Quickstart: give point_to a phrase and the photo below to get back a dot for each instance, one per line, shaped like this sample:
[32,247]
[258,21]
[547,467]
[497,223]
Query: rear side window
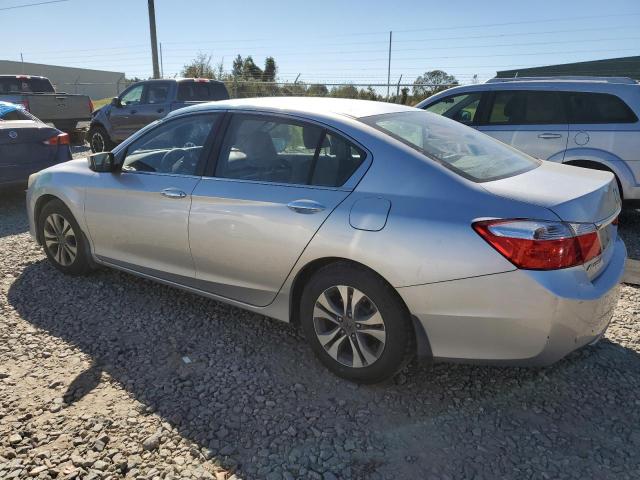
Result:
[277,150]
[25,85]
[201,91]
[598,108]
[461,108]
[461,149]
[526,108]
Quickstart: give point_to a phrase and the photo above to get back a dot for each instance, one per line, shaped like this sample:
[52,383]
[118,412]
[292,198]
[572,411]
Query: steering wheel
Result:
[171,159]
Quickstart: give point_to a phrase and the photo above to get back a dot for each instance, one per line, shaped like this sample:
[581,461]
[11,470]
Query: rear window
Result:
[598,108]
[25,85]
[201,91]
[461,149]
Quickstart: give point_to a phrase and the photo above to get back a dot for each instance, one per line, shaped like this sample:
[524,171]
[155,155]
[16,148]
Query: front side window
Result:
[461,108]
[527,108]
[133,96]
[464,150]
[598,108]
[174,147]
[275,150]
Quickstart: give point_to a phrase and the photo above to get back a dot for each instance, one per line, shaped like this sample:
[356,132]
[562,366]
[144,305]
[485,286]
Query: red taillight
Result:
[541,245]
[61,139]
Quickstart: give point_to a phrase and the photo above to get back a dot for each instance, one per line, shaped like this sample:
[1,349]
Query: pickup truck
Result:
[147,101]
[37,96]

--

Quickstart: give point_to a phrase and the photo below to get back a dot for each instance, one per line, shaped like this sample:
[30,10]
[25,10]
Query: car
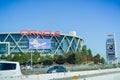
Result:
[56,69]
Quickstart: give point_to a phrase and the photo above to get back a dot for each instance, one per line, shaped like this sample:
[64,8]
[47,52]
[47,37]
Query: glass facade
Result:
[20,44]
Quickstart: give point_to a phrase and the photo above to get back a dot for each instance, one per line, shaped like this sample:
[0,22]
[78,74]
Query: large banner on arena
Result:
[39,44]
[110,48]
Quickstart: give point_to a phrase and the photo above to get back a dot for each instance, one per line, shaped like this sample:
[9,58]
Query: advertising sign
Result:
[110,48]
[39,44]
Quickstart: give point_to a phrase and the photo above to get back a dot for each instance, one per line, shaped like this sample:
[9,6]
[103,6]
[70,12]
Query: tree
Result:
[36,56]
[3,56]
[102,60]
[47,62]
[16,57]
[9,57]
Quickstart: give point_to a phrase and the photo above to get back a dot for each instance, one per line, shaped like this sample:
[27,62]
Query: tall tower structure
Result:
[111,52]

= What you should do =
Search the entries above for the string "side", and report each line where it occurs.

= Exercise result =
Query: rear side window
Query: front side window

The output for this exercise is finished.